### WRITTEN EXERCISE
Extract every line of the entries that contains the word "wooden", and copy each one out in full.

### ENTRIES PROVIDED
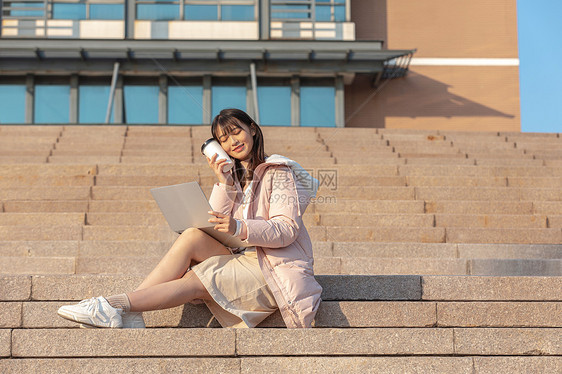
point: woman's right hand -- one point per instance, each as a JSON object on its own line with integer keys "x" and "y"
{"x": 217, "y": 166}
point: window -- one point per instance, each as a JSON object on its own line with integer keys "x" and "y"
{"x": 318, "y": 106}
{"x": 141, "y": 103}
{"x": 275, "y": 105}
{"x": 185, "y": 105}
{"x": 52, "y": 103}
{"x": 228, "y": 97}
{"x": 12, "y": 103}
{"x": 93, "y": 103}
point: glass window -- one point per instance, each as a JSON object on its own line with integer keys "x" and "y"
{"x": 185, "y": 105}
{"x": 52, "y": 103}
{"x": 141, "y": 104}
{"x": 228, "y": 97}
{"x": 323, "y": 13}
{"x": 12, "y": 103}
{"x": 275, "y": 105}
{"x": 26, "y": 9}
{"x": 107, "y": 11}
{"x": 237, "y": 13}
{"x": 318, "y": 106}
{"x": 290, "y": 11}
{"x": 93, "y": 104}
{"x": 158, "y": 12}
{"x": 69, "y": 11}
{"x": 201, "y": 12}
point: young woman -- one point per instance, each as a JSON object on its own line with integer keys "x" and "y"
{"x": 261, "y": 200}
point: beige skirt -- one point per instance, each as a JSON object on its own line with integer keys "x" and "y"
{"x": 241, "y": 297}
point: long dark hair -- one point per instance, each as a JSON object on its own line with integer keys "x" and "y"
{"x": 229, "y": 119}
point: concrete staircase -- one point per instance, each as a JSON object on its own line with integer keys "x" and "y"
{"x": 438, "y": 251}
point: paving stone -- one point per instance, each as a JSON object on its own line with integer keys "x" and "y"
{"x": 122, "y": 365}
{"x": 47, "y": 193}
{"x": 122, "y": 342}
{"x": 41, "y": 219}
{"x": 134, "y": 248}
{"x": 399, "y": 250}
{"x": 547, "y": 207}
{"x": 41, "y": 232}
{"x": 331, "y": 341}
{"x": 376, "y": 220}
{"x": 499, "y": 314}
{"x": 33, "y": 180}
{"x": 5, "y": 343}
{"x": 359, "y": 192}
{"x": 370, "y": 287}
{"x": 467, "y": 193}
{"x": 49, "y": 170}
{"x": 13, "y": 288}
{"x": 121, "y": 193}
{"x": 516, "y": 267}
{"x": 512, "y": 236}
{"x": 60, "y": 206}
{"x": 481, "y": 207}
{"x": 386, "y": 234}
{"x": 510, "y": 251}
{"x": 10, "y": 314}
{"x": 405, "y": 266}
{"x": 508, "y": 341}
{"x": 152, "y": 233}
{"x": 479, "y": 288}
{"x": 339, "y": 205}
{"x": 445, "y": 181}
{"x": 359, "y": 364}
{"x": 123, "y": 206}
{"x": 79, "y": 287}
{"x": 491, "y": 221}
{"x": 530, "y": 365}
{"x": 37, "y": 265}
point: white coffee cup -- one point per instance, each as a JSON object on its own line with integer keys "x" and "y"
{"x": 212, "y": 147}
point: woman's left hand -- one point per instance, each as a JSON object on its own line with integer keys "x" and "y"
{"x": 224, "y": 223}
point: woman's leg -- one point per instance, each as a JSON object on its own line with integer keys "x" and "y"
{"x": 192, "y": 246}
{"x": 169, "y": 294}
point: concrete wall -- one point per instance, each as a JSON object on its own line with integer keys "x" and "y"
{"x": 442, "y": 93}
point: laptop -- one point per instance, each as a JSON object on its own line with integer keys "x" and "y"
{"x": 185, "y": 205}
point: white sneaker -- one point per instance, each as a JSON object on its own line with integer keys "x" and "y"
{"x": 93, "y": 312}
{"x": 131, "y": 320}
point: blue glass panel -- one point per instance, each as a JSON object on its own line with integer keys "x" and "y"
{"x": 160, "y": 12}
{"x": 185, "y": 105}
{"x": 237, "y": 13}
{"x": 339, "y": 13}
{"x": 69, "y": 11}
{"x": 228, "y": 97}
{"x": 281, "y": 11}
{"x": 318, "y": 106}
{"x": 323, "y": 13}
{"x": 93, "y": 104}
{"x": 201, "y": 12}
{"x": 141, "y": 104}
{"x": 28, "y": 12}
{"x": 12, "y": 103}
{"x": 275, "y": 105}
{"x": 52, "y": 103}
{"x": 107, "y": 11}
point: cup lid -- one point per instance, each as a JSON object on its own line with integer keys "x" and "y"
{"x": 206, "y": 143}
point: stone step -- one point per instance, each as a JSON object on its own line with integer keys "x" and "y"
{"x": 48, "y": 170}
{"x": 206, "y": 342}
{"x": 335, "y": 287}
{"x": 343, "y": 314}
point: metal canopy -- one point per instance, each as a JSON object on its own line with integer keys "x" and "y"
{"x": 346, "y": 56}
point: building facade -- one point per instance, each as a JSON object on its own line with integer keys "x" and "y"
{"x": 288, "y": 63}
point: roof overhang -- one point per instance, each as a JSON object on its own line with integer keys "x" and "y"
{"x": 194, "y": 57}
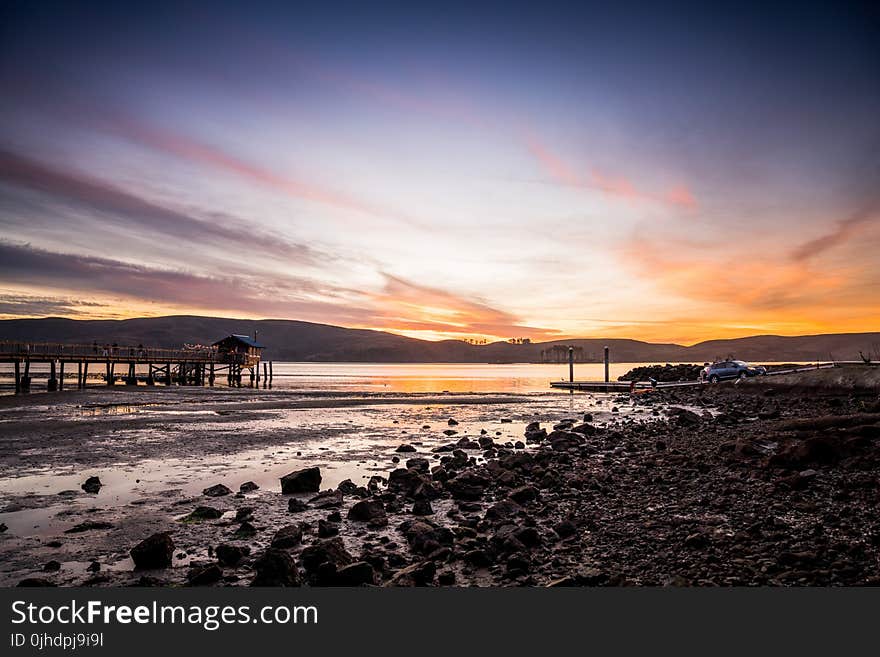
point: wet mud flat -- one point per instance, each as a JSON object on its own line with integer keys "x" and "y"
{"x": 724, "y": 485}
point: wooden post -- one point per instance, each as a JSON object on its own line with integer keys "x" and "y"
{"x": 52, "y": 384}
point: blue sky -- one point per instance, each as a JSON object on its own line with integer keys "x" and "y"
{"x": 665, "y": 172}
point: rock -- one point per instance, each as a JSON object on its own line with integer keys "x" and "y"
{"x": 586, "y": 429}
{"x": 478, "y": 558}
{"x": 524, "y": 494}
{"x": 34, "y": 582}
{"x": 369, "y": 510}
{"x": 295, "y": 505}
{"x": 287, "y": 537}
{"x": 245, "y": 530}
{"x": 359, "y": 573}
{"x": 424, "y": 536}
{"x": 330, "y": 551}
{"x": 204, "y": 575}
{"x": 275, "y": 568}
{"x": 418, "y": 464}
{"x": 503, "y": 510}
{"x": 422, "y": 508}
{"x": 684, "y": 417}
{"x": 92, "y": 485}
{"x": 327, "y": 499}
{"x": 231, "y": 555}
{"x": 419, "y": 574}
{"x": 217, "y": 490}
{"x": 565, "y": 529}
{"x": 153, "y": 552}
{"x": 347, "y": 487}
{"x": 467, "y": 486}
{"x": 204, "y": 513}
{"x": 326, "y": 529}
{"x": 307, "y": 480}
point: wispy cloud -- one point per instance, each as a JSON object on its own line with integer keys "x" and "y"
{"x": 621, "y": 187}
{"x": 153, "y": 219}
{"x": 193, "y": 150}
{"x": 842, "y": 231}
{"x": 419, "y": 308}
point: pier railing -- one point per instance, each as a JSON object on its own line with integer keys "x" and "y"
{"x": 49, "y": 351}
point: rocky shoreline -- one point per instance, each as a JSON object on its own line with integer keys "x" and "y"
{"x": 765, "y": 486}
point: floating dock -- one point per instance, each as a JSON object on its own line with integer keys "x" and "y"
{"x": 626, "y": 386}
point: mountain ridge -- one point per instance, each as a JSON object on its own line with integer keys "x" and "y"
{"x": 296, "y": 340}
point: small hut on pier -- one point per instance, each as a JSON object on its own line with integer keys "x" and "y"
{"x": 241, "y": 348}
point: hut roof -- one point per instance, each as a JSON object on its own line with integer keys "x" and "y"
{"x": 244, "y": 339}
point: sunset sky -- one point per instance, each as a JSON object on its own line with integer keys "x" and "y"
{"x": 545, "y": 170}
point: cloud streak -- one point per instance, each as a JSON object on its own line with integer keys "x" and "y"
{"x": 194, "y": 151}
{"x": 156, "y": 221}
{"x": 614, "y": 186}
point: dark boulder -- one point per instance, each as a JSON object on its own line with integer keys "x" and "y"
{"x": 331, "y": 551}
{"x": 359, "y": 573}
{"x": 155, "y": 551}
{"x": 204, "y": 513}
{"x": 92, "y": 485}
{"x": 275, "y": 568}
{"x": 217, "y": 490}
{"x": 307, "y": 480}
{"x": 287, "y": 537}
{"x": 231, "y": 555}
{"x": 370, "y": 510}
{"x": 204, "y": 575}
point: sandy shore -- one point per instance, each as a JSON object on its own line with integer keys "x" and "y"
{"x": 724, "y": 485}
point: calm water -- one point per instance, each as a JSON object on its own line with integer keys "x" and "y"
{"x": 399, "y": 377}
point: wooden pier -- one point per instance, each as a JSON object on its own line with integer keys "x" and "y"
{"x": 234, "y": 357}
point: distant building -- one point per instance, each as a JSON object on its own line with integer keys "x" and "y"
{"x": 240, "y": 348}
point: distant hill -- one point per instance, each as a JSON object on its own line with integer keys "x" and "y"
{"x": 289, "y": 340}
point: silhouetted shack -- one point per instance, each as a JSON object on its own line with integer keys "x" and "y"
{"x": 241, "y": 349}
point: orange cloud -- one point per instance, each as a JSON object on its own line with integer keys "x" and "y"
{"x": 844, "y": 230}
{"x": 417, "y": 309}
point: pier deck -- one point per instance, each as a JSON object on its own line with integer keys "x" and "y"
{"x": 196, "y": 366}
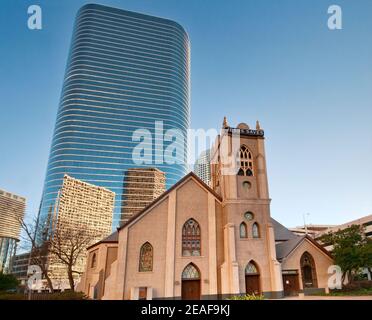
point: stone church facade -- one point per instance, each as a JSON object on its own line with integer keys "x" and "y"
{"x": 207, "y": 242}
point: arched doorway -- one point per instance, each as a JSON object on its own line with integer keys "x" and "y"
{"x": 190, "y": 283}
{"x": 252, "y": 279}
{"x": 308, "y": 271}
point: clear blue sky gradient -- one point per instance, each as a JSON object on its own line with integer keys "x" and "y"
{"x": 271, "y": 60}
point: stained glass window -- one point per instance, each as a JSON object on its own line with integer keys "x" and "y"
{"x": 248, "y": 215}
{"x": 251, "y": 268}
{"x": 146, "y": 257}
{"x": 243, "y": 230}
{"x": 191, "y": 238}
{"x": 255, "y": 230}
{"x": 190, "y": 272}
{"x": 94, "y": 261}
{"x": 246, "y": 162}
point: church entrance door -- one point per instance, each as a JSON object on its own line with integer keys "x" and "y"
{"x": 190, "y": 289}
{"x": 191, "y": 282}
{"x": 291, "y": 284}
{"x": 252, "y": 284}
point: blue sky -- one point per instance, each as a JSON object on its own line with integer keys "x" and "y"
{"x": 276, "y": 61}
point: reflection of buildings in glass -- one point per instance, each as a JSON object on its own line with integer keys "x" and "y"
{"x": 19, "y": 266}
{"x": 125, "y": 71}
{"x": 12, "y": 208}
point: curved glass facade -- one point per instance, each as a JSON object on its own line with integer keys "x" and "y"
{"x": 125, "y": 71}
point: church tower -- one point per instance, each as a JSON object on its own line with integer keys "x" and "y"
{"x": 239, "y": 176}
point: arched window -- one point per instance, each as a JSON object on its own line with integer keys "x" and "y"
{"x": 255, "y": 230}
{"x": 191, "y": 238}
{"x": 94, "y": 261}
{"x": 243, "y": 230}
{"x": 246, "y": 162}
{"x": 190, "y": 272}
{"x": 308, "y": 270}
{"x": 146, "y": 257}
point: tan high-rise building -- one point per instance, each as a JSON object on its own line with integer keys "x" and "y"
{"x": 12, "y": 209}
{"x": 80, "y": 206}
{"x": 141, "y": 187}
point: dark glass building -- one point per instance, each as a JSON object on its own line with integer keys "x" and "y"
{"x": 125, "y": 71}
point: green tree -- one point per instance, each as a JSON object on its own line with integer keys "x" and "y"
{"x": 8, "y": 282}
{"x": 351, "y": 250}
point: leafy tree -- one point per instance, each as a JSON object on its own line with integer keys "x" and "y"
{"x": 8, "y": 282}
{"x": 351, "y": 249}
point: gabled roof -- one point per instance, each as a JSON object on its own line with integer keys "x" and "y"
{"x": 162, "y": 196}
{"x": 284, "y": 249}
{"x": 112, "y": 238}
{"x": 281, "y": 233}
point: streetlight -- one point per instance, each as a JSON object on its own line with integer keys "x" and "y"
{"x": 305, "y": 226}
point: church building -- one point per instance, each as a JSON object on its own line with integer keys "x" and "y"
{"x": 209, "y": 242}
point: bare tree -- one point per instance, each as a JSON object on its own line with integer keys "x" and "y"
{"x": 38, "y": 247}
{"x": 68, "y": 247}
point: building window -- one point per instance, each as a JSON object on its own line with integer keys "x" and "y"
{"x": 248, "y": 215}
{"x": 246, "y": 162}
{"x": 243, "y": 230}
{"x": 191, "y": 238}
{"x": 94, "y": 261}
{"x": 190, "y": 272}
{"x": 146, "y": 257}
{"x": 308, "y": 270}
{"x": 246, "y": 185}
{"x": 255, "y": 230}
{"x": 142, "y": 293}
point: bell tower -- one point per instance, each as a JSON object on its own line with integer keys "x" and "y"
{"x": 239, "y": 175}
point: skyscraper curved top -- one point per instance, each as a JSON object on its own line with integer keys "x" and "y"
{"x": 125, "y": 71}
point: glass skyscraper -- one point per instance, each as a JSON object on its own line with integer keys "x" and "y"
{"x": 125, "y": 71}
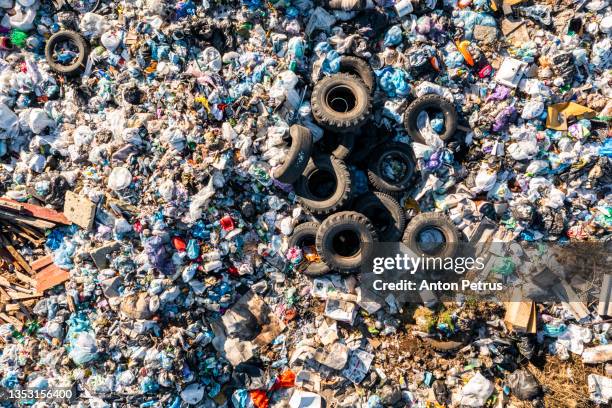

### OUTPUT OF THE TASK
point: wooden post -- one point per instance, each as a JSON object on its own line with integer keys "x" and "y"
point: wooden pier -- one point per instance, each as a JSON object on its own line with integer keys "x" and "y"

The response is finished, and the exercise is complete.